Responda brevemente estas preguntas sobre el pasaje citado:
1. ¿De qué acusa Jeremías a Dios en su desesperación?
2. ¿Dónde y cuándo escribió Tomás Moro la página que se recuerda?
3. ¿Qué bienaventuranza se anuncia, según el último párrafo?

##### PASAJE CITADO

Los versículos que preceden a los que hemos escuchado en la primera lectura del profeta Jeremías son aquellos en los que el profeta afirma: Me sedujiste, Señor, y me dejé seducir (Jr 20,7). En su desesperación, Jeremías acusa a Dios de haberle engañado. El profeta se queja de tener que predicar lo que no le gusta, de ser por ello objeto de burla y de no poder dejar de hablar. La misión profética no va con él… Ante la actitud de sus adversarios, que buscan ocasión para perderle, Jeremías, por toda respuesta, hace un acto de confianza en Dios: El Señor está conmigo.
Y enseguida he recordado una de las páginas más hermosas que el gran Tomás Moro, cuya santidad celebrábamos el jueves pasado, escribió en la cárcel semanas antes de ser decapitado, y que es algo que podemos aplicarnos todos, especialmente en los momentos de dificultad:
Cristo -afirma él- sabía que muchos, por su propia debilidad física, se sentirían aterrorizados ante la idea del suplicio… Y quiso llevarles consuelo al espíritu con el ejemplo de su dolor, de su tristeza, de su angustia, de su miedo. Y al que estuviera constituido físicamente de ese modo, es decir, débil y temeroso, quiso decirle, hablándole casi directamente: “Ten valor…, piensa que solo tendrás que caminar detrás de mí… Confía en mí, si no puedes hacerlo en ti mismo. Mira: yo camino delante de ti por este camino que tanto te asusta; agárrate a un pliegue de mi vestidura y de allí sacarás las fuerzas que evitarán que tu sangre se disperse en vanos temores y que dará firmeza a tu ánimo al pensar que estás caminando detrás de mis huellas. Fiel a mis promesas, no permitiré que seas tentado por encima de tus fuerzas”.
Santo Tomás Moro se encontró ante toda una sociedad que proclamaba como lícita una ley que su conciencia consideraba como contraria al “derecho de Dios”. Consideró que no podía quedarse en su puesto; que no podía dividir su conciencia; porque solo tenía una, que además pertenecía a Dios. Y se convirtió en un mártir, es decir, en testimonio de Cristo.
Cómo tendríamos que pedir todos, dirigentes políticos y sociales, y, por supuesto, nosotros católicos los primeros, coherencia en la fe. No solo parecer coherentes. No creer que es suficiente el adjetivo de cristiano católico. ¿Adónde vamos con esta mentalidad? ¿A quiénes vamos a convencer? Tomás Moro comprendió que hay situaciones en las que un cristiano, por querer ser plenamente hombre, tiene que entregar a Cristo toda su humanidad; situaciones en las que solo caben dos alternativas: o la deshumanización o la Humanidad del Resucitado. Y por ello “eligió” morir[1].
Jesús ha escogido a los Doce, les ha instruido en su Evangelio y los ha enviado a predicar la llegada del Reino de Dios, la salvación. Ahora les instruye -y, sobre todo, no les engaña- acerca de las dificultades que habrán de sufrir por causa del Evangelio. El anuncio de la octava bienaventuranza: Bienaventurados los perseguidos por causa de la justicia (Mt 5, 10) está aquí tan enriquecido de detalles, que parece leer la historia del cristianismo cada vez que sufre persecuciones.

##########
##### ENTRADAS PROPORCIONADAS

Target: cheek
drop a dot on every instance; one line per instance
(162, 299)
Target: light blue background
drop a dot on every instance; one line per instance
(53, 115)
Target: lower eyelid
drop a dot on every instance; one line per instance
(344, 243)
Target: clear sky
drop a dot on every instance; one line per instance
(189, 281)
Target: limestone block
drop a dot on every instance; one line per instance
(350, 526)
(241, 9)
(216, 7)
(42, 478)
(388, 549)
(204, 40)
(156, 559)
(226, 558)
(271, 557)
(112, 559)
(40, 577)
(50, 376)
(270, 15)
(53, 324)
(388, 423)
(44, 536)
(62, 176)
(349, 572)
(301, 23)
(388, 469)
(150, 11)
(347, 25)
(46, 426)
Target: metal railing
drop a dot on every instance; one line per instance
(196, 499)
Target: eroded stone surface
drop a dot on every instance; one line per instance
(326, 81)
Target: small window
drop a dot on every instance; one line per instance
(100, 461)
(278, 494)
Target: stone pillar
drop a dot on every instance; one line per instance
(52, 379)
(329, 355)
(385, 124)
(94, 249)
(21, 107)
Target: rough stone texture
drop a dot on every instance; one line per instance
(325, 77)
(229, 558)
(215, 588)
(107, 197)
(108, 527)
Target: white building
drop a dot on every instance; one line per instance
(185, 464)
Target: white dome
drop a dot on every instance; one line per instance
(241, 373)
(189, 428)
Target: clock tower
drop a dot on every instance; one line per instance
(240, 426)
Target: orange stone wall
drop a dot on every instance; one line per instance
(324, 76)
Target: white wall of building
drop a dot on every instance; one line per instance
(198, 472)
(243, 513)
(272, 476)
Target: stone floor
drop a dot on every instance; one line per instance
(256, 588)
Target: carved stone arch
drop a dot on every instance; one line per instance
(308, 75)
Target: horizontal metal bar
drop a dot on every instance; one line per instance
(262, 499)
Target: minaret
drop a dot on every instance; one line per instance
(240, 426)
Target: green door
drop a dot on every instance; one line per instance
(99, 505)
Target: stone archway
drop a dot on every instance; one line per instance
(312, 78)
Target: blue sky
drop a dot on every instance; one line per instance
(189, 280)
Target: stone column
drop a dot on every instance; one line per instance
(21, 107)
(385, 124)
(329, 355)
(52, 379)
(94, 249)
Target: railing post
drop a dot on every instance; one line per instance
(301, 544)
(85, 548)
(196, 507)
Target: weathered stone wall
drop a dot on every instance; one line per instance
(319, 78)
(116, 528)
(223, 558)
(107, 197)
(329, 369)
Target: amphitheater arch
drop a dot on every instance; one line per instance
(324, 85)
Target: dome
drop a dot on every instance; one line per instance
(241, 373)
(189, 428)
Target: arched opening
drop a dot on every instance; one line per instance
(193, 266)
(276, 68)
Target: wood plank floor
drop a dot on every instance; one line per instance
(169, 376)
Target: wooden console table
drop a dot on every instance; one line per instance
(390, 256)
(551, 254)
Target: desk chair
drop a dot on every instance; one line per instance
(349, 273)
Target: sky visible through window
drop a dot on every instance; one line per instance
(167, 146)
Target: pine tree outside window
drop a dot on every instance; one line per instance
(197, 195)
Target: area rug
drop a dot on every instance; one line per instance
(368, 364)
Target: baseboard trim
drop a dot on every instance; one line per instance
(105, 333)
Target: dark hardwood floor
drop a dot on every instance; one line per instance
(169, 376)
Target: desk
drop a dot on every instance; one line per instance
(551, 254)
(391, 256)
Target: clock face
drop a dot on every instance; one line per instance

##########

# SOLUCIÓN
1. De haberle engañado.
2. En la cárcel, semanas antes de ser decapitado.
3. La octava: «Bienaventurados los perseguidos por causa de la justicia» (Mt 5, 10).